Ginninderra Properties Pty Ltd v Gelonese
[2017] ACTSC 362
•13 December 2017
SUPREME COURT OF THE AUSTRALIAN CAPITAL TERRITORY
Case Title: | Ginninderra Properties Pty Ltd v Gelonese |
Citation: | [2017] ACTSC 362 |
Hearing Date(s): | 10 November 2017 |
DecisionDate: | 13 December 2017 |
Before: | Robinson AJ |
Decision: | See [34] below. |
Catchwords: | APPEAL – PROCEDURE – Costs – error in Court below – opportunity to be heard of costs – construction of clause in lease – whether clause in lease is inconsistent with the Leases (Commercial and Retail) Act 2001 (ACT). |
Legislation Cited: | Leases (Commercial and Retail) Act 2001 (ACT), ss 17, 19, 154, 155 |
Cases Cited: | Coulton v Holcombe (1986) 162 CLR 1 |
Parties: | Ginninderra Properties Pty Ltd (Applicant) Vince Gelonese (Defendant) |
Representation: | Counsel Mr S Whybrow (Applicant) No appearance (Defendant) |
| Solicitors Minter Ellison (Applicant) No appearance (Defendant) | |
File Number(s): | SCA 41 of 2017 |
Decision under appeal: | Court/Tribunal: ACT Magistrates Court Before: Magistrate Morrison Date of Decision: 28 April 2017 Case Title: Ginninderra Properties Pty Ltd v Vince Gelonese Court File Number(s): CL 25 of 2014 |
Robinson AJ:
Background
Ginniderra Properties P/L has appealed pursuant to s 155 of the Leases (Commercial and Retail) Act 2001 (ACT) to the Supreme Court from orders made by Magistrate Morrison in a reserved judgement given on 28 April 2017.
In those proceedings he heard a dispute between Ginniderra Properties Pty Ltd as landlord and Mr Gelonese as tenant.
It is not necessary to set out the dispute between the parties to any great extent by reason of the limited issues on appeal.
The trial judge found a judgment for the landlord comprising of unpaid rent, unpaid outgoings, loss of rent and outgoings from termination to reletting and a proportion of the costs of the landlords works. To this sum he added interest and gave judgment in the sum of $270,622. The trial judge then dismissed the tenant’s counterclaim and made an order that there be no order as to costs as to the proceedings.
The Appeal
The Amended Notice of Appeal only appeals from the order that there be no order as to costs.
On the hearing of the appeal before me there was no appearance by the tenant. I was satisfied that he had notice of the appeal and I embarked on the hearing but I will reserve liberty to the tenant to apply for an order to set aside the orders from this judgment should sufficient cause and utility be shown to any judge of the Court.
The appeal has two planks to it. First, there is a complaint as to the procedure adopted by the trial judge. Second, there is a challenge to his reasoning process in construing s 154 of the Leases (Commercial and Retail) Act.
Grounds of Appeal
The grounds were-
(a) His honour erred in finding at [75] of the Decision that Ginniderra Properties had only made a claim for contractual costs and not an alternative claim for costs pursuant to the Court’s discretionary power to make an order for costs under either section 154 or the Rules.

GIVEN INSTRUCTION A: Reproduce verbatim the part of the judgment that opens with the words containing "It is not necessary" and closes with "to the proceedings.".
GIVEN INSTRUCTION B: In the judgment, what total sum did the trial judge award the landlord after adding interest?
GIVEN INSTRUCTION C: List every section number of the Leases (Commercial and Retail) Act 2001 (ACT) given under Legislation Cited in the judgment.
The records come from a separate source, unrelated to this judgment.

STORED DATA:

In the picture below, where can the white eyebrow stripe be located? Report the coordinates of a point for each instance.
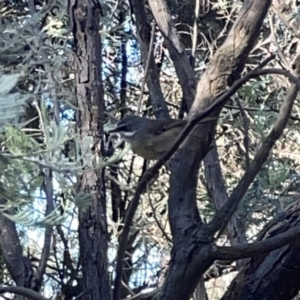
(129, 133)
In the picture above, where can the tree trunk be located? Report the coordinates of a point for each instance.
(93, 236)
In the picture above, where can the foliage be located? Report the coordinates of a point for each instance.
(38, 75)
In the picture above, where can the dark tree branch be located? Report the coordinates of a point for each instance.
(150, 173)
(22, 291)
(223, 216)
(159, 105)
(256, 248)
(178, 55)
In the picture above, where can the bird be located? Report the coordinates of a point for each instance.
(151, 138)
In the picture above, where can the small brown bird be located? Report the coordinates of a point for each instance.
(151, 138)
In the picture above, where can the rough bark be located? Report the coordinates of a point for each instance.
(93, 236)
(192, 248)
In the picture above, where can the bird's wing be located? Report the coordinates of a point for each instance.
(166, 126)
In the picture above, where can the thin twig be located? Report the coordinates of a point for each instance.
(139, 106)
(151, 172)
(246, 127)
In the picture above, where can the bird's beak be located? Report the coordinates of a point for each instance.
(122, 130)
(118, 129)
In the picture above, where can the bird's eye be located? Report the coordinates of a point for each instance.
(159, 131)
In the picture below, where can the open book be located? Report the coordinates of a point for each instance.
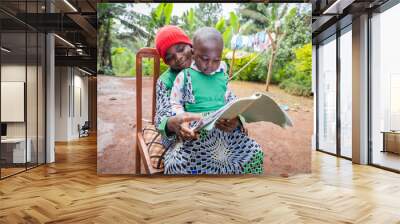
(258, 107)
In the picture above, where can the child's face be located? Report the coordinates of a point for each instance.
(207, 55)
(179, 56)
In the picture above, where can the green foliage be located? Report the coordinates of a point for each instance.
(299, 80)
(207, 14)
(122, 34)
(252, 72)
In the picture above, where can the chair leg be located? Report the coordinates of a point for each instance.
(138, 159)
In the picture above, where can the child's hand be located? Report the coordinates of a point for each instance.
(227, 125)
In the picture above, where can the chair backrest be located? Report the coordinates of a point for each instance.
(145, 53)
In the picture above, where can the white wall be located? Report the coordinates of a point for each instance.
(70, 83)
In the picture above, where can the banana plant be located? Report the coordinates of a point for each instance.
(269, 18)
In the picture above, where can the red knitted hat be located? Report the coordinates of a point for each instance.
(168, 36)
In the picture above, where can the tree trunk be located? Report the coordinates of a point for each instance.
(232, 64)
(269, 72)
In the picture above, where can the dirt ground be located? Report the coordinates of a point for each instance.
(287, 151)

CORRECT ANSWER A:
It is not necessary to set out the dispute between the parties to any great extent by reason of the limited issues on appeal.
The trial judge found a judgment for the landlord comprising of unpaid rent, unpaid outgoings, loss of rent and outgoings from termination to reletting and a proportion of the costs of the landlords works. To this sum he added interest and gave judgment in the sum of $270,622. The trial judge then dismissed the tenant’s counterclaim and made an order that there be no order as to costs as to the proceedings.

CORRECT ANSWER B: $270,622

CORRECT ANSWER C: 17, 19, 154, 155